— Start of RECORDED DATA —

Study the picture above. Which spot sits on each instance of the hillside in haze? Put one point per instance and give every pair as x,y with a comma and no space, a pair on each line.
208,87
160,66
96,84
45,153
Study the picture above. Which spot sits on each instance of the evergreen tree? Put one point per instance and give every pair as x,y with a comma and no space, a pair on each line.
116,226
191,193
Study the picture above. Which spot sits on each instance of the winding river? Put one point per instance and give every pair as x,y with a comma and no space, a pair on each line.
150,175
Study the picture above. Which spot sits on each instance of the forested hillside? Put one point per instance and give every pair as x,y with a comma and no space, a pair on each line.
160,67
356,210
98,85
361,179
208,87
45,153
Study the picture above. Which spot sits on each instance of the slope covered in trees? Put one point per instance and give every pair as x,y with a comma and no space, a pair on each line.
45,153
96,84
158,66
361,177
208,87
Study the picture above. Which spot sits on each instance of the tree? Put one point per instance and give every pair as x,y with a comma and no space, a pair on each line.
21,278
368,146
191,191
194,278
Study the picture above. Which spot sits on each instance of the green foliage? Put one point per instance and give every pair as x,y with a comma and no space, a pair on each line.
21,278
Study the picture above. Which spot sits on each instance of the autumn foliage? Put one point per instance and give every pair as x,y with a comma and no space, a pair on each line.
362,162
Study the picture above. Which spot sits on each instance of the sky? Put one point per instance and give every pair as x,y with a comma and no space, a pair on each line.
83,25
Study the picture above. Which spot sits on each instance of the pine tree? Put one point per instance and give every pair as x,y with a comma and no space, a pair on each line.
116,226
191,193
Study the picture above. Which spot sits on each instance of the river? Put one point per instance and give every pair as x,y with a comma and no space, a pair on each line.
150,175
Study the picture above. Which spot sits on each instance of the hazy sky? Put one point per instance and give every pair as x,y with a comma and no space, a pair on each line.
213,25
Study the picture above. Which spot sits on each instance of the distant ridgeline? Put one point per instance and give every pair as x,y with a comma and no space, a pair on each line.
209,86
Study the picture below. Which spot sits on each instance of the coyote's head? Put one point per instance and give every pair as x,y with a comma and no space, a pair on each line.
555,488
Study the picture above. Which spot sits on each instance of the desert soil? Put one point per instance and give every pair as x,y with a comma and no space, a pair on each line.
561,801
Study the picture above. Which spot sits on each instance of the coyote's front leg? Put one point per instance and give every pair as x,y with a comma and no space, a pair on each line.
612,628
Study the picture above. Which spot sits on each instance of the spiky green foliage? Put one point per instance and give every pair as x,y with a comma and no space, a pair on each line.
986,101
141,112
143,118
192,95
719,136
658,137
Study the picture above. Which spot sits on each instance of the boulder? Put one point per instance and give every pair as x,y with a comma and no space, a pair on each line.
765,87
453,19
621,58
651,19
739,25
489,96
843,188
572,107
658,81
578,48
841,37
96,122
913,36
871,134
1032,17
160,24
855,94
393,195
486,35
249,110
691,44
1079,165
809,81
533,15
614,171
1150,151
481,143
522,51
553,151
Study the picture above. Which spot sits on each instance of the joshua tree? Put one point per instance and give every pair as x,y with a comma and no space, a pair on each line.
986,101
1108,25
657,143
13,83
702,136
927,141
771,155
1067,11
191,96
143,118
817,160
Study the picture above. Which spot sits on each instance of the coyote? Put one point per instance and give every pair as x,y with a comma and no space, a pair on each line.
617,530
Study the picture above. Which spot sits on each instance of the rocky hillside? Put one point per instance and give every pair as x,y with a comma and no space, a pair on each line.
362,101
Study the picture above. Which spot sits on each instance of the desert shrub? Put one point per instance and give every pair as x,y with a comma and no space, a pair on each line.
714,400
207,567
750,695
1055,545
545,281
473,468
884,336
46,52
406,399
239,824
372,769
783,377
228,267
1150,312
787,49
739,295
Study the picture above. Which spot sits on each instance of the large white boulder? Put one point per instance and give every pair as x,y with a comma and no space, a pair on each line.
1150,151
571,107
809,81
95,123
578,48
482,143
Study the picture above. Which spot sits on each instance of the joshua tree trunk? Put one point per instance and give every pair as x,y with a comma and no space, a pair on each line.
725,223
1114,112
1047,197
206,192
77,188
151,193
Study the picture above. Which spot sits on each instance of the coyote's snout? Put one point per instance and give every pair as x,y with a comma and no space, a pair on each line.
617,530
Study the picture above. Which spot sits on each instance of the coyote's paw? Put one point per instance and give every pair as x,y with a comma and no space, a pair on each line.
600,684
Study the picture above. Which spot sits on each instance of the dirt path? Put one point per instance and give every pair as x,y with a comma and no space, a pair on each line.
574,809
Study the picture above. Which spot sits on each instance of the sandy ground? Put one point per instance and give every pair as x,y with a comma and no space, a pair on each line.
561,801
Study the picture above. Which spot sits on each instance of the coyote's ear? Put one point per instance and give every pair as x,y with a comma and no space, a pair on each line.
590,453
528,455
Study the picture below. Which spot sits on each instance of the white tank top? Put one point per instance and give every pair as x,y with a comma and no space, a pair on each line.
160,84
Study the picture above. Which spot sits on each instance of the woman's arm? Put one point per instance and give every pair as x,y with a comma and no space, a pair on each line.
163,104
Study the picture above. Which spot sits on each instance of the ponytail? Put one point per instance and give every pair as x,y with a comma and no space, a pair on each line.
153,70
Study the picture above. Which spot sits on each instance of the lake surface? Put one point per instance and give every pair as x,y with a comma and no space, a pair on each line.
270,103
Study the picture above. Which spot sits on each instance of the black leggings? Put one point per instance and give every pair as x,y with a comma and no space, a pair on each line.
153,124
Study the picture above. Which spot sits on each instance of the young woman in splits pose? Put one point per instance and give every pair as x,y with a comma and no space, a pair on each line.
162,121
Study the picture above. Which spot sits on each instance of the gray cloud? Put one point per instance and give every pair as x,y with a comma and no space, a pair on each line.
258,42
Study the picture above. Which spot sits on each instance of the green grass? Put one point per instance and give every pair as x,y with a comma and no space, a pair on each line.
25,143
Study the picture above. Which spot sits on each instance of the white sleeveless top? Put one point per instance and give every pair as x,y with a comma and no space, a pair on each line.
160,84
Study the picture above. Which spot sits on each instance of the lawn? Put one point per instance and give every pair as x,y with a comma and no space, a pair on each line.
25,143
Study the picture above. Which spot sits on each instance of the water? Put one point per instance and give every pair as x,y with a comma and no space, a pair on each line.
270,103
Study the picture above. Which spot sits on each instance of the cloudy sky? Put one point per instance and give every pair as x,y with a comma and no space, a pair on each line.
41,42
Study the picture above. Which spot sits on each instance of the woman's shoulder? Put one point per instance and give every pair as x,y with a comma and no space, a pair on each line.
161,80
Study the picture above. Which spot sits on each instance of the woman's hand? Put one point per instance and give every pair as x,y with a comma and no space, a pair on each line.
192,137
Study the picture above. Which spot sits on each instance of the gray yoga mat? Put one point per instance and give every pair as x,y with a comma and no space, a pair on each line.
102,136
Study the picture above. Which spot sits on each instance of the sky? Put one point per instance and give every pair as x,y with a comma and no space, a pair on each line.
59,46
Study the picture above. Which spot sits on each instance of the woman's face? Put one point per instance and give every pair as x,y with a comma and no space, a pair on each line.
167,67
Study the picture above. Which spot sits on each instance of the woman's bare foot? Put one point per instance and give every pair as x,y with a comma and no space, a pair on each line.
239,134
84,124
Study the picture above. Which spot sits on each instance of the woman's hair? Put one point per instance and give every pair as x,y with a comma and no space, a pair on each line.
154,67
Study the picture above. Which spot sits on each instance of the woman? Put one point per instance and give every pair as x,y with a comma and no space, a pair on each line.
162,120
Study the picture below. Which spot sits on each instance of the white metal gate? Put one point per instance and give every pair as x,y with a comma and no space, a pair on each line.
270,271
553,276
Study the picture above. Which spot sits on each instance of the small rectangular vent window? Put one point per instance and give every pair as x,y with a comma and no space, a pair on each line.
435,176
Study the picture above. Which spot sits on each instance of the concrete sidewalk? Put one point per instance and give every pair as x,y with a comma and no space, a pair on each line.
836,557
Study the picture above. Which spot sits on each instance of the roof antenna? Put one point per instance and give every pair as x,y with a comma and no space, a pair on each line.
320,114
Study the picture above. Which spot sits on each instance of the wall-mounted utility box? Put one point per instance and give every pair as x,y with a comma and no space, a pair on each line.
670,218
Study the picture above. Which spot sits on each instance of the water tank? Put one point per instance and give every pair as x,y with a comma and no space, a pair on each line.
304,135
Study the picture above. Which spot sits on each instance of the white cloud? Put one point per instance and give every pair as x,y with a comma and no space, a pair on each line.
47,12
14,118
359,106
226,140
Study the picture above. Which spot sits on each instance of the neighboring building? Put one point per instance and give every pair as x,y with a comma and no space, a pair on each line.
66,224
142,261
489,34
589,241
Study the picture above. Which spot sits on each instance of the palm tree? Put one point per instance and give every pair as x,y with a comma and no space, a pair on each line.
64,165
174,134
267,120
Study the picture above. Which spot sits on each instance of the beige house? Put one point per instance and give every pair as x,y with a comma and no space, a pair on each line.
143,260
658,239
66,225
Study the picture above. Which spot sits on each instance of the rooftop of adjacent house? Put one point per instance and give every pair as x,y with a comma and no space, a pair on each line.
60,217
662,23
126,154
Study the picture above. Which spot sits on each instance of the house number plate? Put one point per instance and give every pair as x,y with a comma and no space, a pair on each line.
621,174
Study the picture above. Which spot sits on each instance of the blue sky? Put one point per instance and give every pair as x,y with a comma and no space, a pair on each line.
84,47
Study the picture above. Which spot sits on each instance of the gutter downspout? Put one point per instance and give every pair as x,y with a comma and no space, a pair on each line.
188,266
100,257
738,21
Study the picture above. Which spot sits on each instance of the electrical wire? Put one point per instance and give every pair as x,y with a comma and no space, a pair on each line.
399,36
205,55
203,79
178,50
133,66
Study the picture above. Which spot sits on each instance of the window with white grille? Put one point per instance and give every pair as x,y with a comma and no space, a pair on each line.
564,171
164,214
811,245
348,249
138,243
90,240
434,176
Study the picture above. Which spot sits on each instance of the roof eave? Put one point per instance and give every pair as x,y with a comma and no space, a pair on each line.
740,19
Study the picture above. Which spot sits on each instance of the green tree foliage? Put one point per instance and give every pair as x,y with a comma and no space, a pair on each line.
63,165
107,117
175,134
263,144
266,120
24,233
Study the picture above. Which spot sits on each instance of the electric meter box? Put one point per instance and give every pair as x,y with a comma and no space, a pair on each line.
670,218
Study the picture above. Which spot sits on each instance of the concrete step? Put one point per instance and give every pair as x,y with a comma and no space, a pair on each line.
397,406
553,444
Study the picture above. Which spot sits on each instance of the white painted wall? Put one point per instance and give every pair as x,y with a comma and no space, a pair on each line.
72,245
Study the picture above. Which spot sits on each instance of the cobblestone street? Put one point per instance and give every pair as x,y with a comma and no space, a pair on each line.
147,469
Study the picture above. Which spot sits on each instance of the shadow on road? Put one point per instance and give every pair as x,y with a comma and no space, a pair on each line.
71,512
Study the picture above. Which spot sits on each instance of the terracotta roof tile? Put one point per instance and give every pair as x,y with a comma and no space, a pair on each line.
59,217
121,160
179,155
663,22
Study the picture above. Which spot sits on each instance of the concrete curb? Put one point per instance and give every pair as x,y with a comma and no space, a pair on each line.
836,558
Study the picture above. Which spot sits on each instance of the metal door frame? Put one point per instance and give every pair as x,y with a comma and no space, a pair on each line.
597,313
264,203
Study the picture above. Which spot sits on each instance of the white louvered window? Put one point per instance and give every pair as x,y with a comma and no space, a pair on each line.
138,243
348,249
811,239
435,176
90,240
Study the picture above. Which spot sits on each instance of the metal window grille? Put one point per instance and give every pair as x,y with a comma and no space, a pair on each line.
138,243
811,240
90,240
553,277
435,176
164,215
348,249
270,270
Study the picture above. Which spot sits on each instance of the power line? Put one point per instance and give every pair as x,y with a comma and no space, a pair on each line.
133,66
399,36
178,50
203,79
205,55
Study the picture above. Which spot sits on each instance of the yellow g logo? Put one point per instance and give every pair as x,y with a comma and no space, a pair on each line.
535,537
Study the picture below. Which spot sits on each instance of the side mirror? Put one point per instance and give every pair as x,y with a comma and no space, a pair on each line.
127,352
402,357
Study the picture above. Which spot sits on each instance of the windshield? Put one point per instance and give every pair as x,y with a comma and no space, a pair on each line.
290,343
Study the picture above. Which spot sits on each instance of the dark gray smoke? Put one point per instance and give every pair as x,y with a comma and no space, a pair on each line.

— End of RECORDED DATA —

WRITTEN TASK:
Take the line holding "of the power" and all lines after it through the end of the data, and set them down exactly.

WRITTEN REPLY:
Study the picture above. Which spot sits on each instance of the power line? Put one point per instance and give every pair as x,y with a comma and no space, a pair on each line.
133,66
399,36
178,50
203,79
205,55
Study the picture above. Which spot sits on each instance of the yellow g logo? Put one point per instance and give every pair as x,y with a comma and no space, a pair on each line.
535,537
Study the picture below. Which spot sits on each instance of the side mirror? Put one point per instance and give every pair as x,y with a comma and no space, a pair on each line.
127,352
402,357
Study the picture above. Which spot sits on each instance of the windshield? Put one point per instance and give every pair as x,y with a comma and no space, a pair on each line.
290,343
Study the picture above. Which spot sits on each instance of the dark gray smoke? Put one point per instance and give every pair as x,y with a comma and no space, a pair on each line.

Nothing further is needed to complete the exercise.